Write the entries below as a CSV file with two columns, "input" and "output", and one row per entry. Put each entry's text in "input" and its answer in "output", wrap every field in double quotes, and turn any line breaks inside a field into spaces.
══════════════════════════════
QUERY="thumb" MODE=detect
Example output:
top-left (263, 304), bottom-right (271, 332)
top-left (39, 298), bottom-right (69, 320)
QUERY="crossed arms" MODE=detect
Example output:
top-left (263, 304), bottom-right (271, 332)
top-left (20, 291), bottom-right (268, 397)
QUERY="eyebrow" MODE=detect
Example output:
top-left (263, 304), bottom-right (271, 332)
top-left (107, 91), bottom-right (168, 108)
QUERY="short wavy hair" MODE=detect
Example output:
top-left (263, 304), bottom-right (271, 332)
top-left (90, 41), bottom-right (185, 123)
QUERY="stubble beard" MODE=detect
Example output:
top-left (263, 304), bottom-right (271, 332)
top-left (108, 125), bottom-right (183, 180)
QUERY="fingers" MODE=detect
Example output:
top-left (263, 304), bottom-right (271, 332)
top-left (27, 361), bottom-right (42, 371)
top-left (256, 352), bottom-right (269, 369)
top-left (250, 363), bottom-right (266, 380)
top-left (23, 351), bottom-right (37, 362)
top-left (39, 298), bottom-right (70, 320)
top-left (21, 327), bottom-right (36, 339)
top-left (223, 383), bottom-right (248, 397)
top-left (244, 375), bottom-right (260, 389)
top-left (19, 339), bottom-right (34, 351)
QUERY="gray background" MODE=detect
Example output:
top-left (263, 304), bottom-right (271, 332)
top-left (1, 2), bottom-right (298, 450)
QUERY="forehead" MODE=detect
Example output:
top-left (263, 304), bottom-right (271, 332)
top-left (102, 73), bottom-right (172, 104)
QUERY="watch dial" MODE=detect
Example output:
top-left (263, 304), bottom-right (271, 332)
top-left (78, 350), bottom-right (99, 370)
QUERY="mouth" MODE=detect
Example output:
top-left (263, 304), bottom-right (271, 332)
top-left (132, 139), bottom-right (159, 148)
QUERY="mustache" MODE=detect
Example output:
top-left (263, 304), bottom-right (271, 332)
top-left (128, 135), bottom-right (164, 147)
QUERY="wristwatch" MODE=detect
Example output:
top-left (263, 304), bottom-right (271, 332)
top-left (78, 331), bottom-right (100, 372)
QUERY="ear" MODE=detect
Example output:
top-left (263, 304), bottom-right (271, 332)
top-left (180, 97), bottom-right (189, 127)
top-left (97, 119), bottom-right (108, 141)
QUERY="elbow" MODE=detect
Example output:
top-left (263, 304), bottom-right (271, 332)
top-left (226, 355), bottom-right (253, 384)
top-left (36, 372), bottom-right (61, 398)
══════════════════════════════
REPLY TO THE TASK:
input,output
"QUERY=""thumb"" MODE=detect Example output: top-left (263, 304), bottom-right (271, 332)","top-left (39, 298), bottom-right (69, 320)"
"QUERY=""crossed arms"" MODE=detect Example output: top-left (263, 304), bottom-right (271, 332)","top-left (20, 291), bottom-right (268, 397)"
"QUERY=""eyebrow"" MODE=detect Example output: top-left (263, 304), bottom-right (271, 332)","top-left (107, 91), bottom-right (168, 108)"
"QUERY=""short wavy hair"" MODE=detect Example output: top-left (263, 304), bottom-right (271, 332)","top-left (90, 41), bottom-right (185, 123)"
"QUERY=""stubble beard"" MODE=detect Example output: top-left (263, 304), bottom-right (271, 332)","top-left (108, 125), bottom-right (183, 180)"
"QUERY=""fingers"" MODE=detect Example output: top-left (263, 304), bottom-right (271, 332)","top-left (27, 361), bottom-right (42, 371) top-left (256, 352), bottom-right (269, 369) top-left (250, 363), bottom-right (266, 380) top-left (23, 351), bottom-right (37, 362) top-left (39, 298), bottom-right (70, 320) top-left (21, 327), bottom-right (36, 339) top-left (223, 383), bottom-right (248, 397) top-left (244, 375), bottom-right (260, 389) top-left (19, 339), bottom-right (34, 351)"
"QUERY=""gray background"" MODE=detect Example output: top-left (263, 304), bottom-right (271, 332)","top-left (1, 2), bottom-right (298, 450)"
"QUERY=""forehead"" MODE=detect Example output: top-left (263, 304), bottom-right (271, 332)","top-left (102, 73), bottom-right (172, 104)"
"QUERY=""watch dial"" MODE=detect Example output: top-left (263, 304), bottom-right (271, 332)","top-left (78, 350), bottom-right (99, 370)"
"QUERY=""mouth"" MODE=detect Example output: top-left (263, 304), bottom-right (271, 332)","top-left (132, 139), bottom-right (159, 148)"
"QUERY=""mustache"" MODE=detect Example output: top-left (263, 304), bottom-right (271, 332)","top-left (128, 135), bottom-right (164, 147)"
"QUERY=""wristwatch"" MODE=detect Example output: top-left (263, 304), bottom-right (271, 332)","top-left (78, 331), bottom-right (100, 372)"
"QUERY=""ear"" MODE=detect Example output: top-left (263, 304), bottom-right (271, 332)","top-left (180, 97), bottom-right (189, 127) top-left (97, 119), bottom-right (108, 141)"
"QUERY=""elbow"" MODE=detect Example output: top-left (263, 304), bottom-right (271, 332)","top-left (226, 355), bottom-right (253, 384) top-left (36, 372), bottom-right (61, 398)"